* **Aim 1**:
Answer these about the jealousy advice column:
(a) If Jill is how many minutes late getting home from work, does her boyfriend question where she's been?
(b) What do Jill's friends and family call his jealousy?
(c) According to the reply, what happens in marriage to any challenge a couple has in courtship?
* **Aim 2**:
Can you reproduce the jealousy advice column word for word from "It seems like" to "this get better?"?

[Start of Quoted passage]

Dealing With Jealousy
I need advice on dealing with jealousy...
Dear Savvy,
My boyfriend is consumed with jealousy and I wonder if this is something that gets better once you’re engaged or married? I've never written to a romance advice column before, but this is getting bad.
It seems like he doesn’t trust me and I’ve never given him a reason not to. He questions me about everything – where I’ve been if I’m even 10 minutes late getting home from work, why it took me so long at the store, and he doesn’t allow me to go out with my girlfriends without him because he says I’ll get hit-on.
We are planning to become engaged and my hope is that once the ring is on my finger he will feel more confident in “us” and give me some peace. My friends and family have noticed his jealousy and call it a “control issue” but I feel like he’s jealous because he’s so crazy about me. Once I’m his wife, won’t this get better?
Hopeful,
Jill
Dear Jill,
Run away. I can’t be any clearer – run away! Please understand that ANY challenge you have in a courtship will MAGNIFY in marriage, not mellow. That’s just the way it is. Dealing with jealousy now? Just wait until a year from now if you don't face it.

[End of Quoted passage]
[Start of Material]

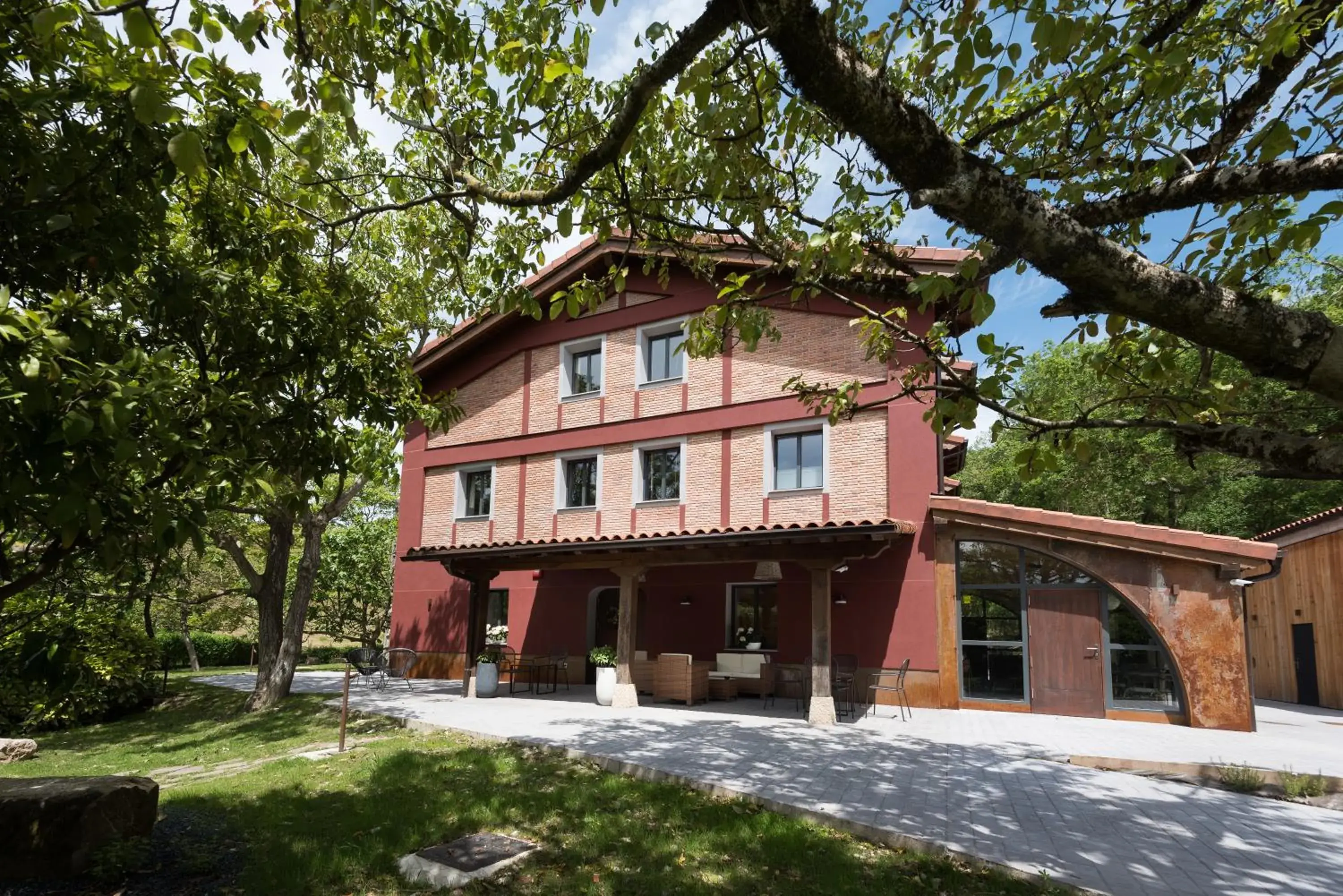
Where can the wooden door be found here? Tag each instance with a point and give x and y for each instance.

[End of Material]

* **Task result 1**:
(a) Even 10 minutes.
(b) A "control issue."
(c) It will magnify, not mellow.

* **Task result 2**:
It seems like he doesn’t trust me and I’ve never given him a reason not to. He questions me about everything – where I’ve been if I’m even 10 minutes late getting home from work, why it took me so long at the store, and he doesn’t allow me to go out with my girlfriends without him because he says I’ll get hit-on.
We are planning to become engaged and my hope is that once the ring is on my finger he will feel more confident in “us” and give me some peace. My friends and family have noticed his jealousy and call it a “control issue” but I feel like he’s jealous because he’s so crazy about me. Once I’m his wife, won’t this get better?